=== Section Start ===

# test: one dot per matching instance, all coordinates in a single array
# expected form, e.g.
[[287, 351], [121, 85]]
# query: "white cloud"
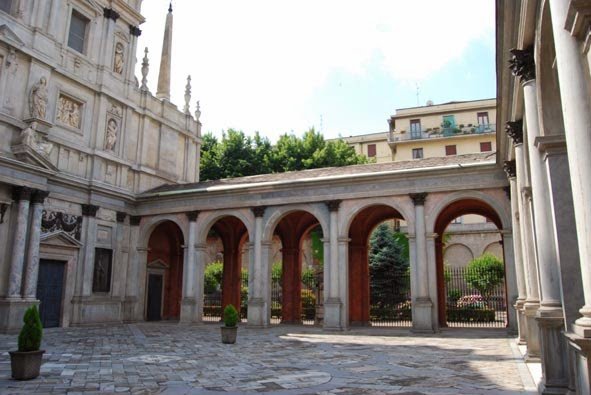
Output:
[[255, 63]]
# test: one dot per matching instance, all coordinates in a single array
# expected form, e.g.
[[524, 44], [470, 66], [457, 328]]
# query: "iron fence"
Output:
[[474, 298], [390, 301]]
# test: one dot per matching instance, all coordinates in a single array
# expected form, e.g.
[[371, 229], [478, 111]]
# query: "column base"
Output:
[[189, 311], [553, 350], [332, 314], [257, 315], [581, 348], [12, 312], [530, 309], [422, 316]]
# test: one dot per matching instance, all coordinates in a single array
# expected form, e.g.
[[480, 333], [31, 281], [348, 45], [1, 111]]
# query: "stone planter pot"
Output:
[[25, 364], [229, 334]]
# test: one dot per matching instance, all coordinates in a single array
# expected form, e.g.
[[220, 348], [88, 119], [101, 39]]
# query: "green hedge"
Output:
[[471, 315]]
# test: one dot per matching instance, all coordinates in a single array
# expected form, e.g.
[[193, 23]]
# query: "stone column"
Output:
[[188, 303], [526, 231], [130, 305], [550, 315], [89, 212], [32, 261], [510, 169], [259, 292], [421, 303], [22, 195], [333, 304]]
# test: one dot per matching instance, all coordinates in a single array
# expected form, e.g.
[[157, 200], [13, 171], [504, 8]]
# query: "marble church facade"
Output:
[[99, 188]]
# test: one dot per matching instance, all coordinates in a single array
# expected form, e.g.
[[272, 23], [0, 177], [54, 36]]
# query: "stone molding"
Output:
[[39, 196], [89, 210], [522, 63], [21, 193], [110, 13], [510, 168], [514, 129], [192, 215], [418, 199], [121, 215], [333, 205], [259, 212], [135, 31]]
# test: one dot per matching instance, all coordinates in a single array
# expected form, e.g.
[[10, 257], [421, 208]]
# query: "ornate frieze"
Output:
[[522, 63], [418, 198], [69, 111], [514, 129], [52, 221], [509, 167]]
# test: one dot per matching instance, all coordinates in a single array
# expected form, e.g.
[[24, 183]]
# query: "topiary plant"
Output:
[[230, 316], [29, 338]]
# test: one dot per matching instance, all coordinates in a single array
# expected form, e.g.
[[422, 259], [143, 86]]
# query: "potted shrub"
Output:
[[229, 329], [26, 362]]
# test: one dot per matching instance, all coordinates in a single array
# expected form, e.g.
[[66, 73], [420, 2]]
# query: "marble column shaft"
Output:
[[573, 77], [32, 261], [23, 195]]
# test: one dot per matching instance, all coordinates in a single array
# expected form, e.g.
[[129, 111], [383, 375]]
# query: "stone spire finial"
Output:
[[163, 91], [145, 70], [197, 111], [188, 95]]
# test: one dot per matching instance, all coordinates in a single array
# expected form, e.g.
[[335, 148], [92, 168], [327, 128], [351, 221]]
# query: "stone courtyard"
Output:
[[167, 358]]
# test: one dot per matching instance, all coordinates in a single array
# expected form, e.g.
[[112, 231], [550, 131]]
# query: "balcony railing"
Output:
[[433, 133]]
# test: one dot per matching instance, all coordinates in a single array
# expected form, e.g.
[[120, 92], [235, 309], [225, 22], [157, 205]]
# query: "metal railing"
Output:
[[439, 132]]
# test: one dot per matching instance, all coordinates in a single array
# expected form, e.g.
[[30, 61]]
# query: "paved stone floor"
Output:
[[168, 358]]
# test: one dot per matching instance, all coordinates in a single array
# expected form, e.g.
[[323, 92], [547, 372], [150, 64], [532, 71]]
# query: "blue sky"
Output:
[[276, 66]]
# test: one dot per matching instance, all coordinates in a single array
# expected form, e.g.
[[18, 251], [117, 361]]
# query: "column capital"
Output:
[[514, 129], [135, 31], [121, 215], [21, 193], [333, 205], [510, 168], [522, 63], [110, 13], [192, 215], [418, 198], [259, 211], [89, 210], [39, 196]]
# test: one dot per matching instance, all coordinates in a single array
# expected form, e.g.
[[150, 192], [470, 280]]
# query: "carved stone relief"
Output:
[[69, 112]]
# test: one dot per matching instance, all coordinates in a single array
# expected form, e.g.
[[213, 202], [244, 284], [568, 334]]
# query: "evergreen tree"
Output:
[[387, 268]]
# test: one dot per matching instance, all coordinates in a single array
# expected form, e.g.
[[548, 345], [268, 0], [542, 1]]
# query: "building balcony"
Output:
[[440, 132]]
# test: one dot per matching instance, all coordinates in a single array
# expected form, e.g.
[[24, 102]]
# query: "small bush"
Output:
[[230, 315], [29, 339]]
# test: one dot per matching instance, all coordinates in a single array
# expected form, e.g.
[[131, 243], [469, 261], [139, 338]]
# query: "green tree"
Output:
[[387, 268], [485, 273]]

=== Section End ===

Check each line of the data above for the word "column". Report how many lines have it, and nothing else.

Written response
4